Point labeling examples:
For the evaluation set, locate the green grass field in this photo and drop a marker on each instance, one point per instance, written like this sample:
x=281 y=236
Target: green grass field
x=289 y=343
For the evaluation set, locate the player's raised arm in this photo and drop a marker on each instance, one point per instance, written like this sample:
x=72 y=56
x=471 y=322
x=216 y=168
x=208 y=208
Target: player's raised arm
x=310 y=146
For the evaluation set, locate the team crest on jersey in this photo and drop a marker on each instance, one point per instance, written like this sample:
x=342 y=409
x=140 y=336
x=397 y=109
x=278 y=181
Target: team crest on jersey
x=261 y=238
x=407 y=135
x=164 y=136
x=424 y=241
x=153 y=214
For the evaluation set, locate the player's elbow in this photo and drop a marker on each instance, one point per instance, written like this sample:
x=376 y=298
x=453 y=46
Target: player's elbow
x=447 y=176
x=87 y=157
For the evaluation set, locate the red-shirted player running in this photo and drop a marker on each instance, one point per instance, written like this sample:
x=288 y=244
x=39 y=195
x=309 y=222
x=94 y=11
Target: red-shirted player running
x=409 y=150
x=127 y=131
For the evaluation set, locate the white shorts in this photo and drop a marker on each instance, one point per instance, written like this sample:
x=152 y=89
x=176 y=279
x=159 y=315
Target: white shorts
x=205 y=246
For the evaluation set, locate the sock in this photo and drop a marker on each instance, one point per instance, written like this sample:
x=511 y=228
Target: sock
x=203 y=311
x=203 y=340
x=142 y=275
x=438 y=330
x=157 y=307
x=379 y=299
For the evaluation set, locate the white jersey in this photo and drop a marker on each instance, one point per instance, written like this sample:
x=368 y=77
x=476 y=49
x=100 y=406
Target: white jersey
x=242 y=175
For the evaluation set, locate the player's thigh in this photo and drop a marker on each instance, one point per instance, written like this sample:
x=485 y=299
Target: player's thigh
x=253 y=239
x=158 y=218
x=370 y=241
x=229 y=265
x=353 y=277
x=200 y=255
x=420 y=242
* * *
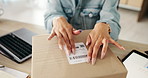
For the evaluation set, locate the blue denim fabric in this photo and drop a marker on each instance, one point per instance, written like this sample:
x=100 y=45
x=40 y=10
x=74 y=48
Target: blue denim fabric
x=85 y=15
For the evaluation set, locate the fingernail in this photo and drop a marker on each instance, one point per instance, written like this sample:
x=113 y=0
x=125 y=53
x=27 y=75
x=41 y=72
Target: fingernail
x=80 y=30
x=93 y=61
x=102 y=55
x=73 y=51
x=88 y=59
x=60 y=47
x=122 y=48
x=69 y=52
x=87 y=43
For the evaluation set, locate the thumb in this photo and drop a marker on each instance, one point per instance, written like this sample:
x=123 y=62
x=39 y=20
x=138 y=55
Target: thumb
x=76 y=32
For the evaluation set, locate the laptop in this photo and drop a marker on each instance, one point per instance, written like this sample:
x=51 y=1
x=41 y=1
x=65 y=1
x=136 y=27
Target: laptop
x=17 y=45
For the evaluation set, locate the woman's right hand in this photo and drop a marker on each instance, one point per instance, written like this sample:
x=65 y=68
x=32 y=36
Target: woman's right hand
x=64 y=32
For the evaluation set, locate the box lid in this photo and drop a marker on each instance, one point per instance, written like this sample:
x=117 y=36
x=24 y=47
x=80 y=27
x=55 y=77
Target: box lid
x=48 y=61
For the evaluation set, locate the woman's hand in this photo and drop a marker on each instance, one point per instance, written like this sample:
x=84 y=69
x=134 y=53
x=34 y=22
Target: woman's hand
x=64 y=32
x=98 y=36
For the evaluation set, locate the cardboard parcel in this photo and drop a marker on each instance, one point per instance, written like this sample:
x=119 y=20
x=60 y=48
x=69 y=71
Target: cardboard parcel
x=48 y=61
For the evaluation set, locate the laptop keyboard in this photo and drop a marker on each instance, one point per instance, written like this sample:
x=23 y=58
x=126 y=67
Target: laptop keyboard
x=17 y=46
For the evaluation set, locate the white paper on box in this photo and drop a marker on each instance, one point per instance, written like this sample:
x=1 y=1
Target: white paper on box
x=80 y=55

Do this => Report every line of the records above that contains the word "paper", copying each such line in full.

Exercise answer =>
For the evaluation set, locate the white paper on box in this photo and drop a marker on each instance, one point per instance, written like this sample:
Target: white paper on box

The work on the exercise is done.